## WORKING DATA
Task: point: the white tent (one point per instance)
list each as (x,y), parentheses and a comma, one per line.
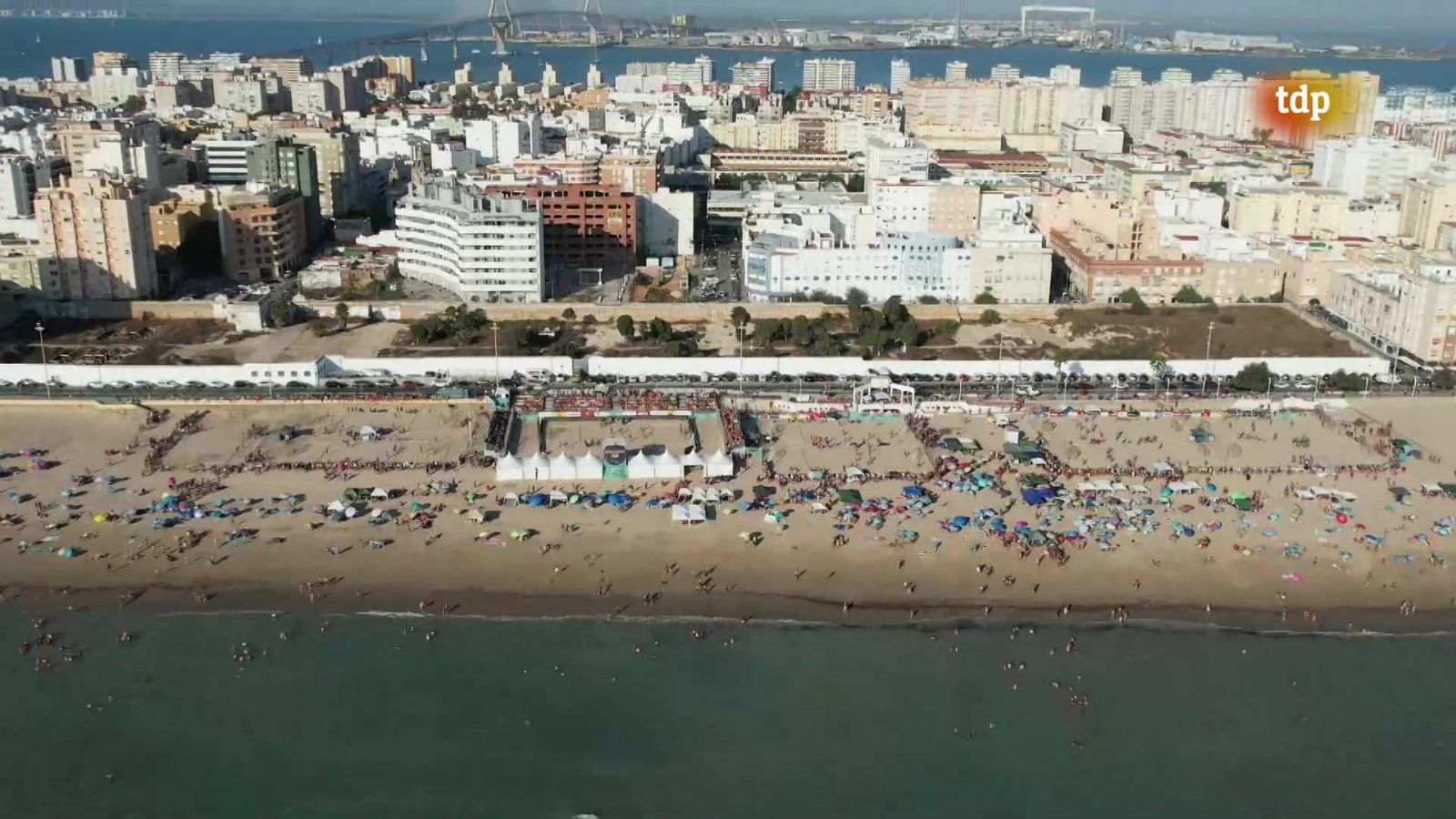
(718,465)
(589,468)
(510,468)
(535,468)
(689,513)
(641,467)
(667,465)
(562,468)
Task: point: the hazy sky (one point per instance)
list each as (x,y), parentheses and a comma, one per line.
(1423,19)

## WHAT IS EXPECTED
Please copy every line above word for word, leaving out the pictures.

## SOLUTION TO THE EXERCISE
Task: point: the white tent (one point per instance)
list each as (x,y), parentheses and a comma, one per line.
(718,465)
(589,468)
(510,468)
(535,468)
(689,513)
(641,467)
(667,465)
(562,468)
Task: point: the hazy sky (one point per instance)
list each as (x,y), parentheses and a comma, one per line.
(1423,19)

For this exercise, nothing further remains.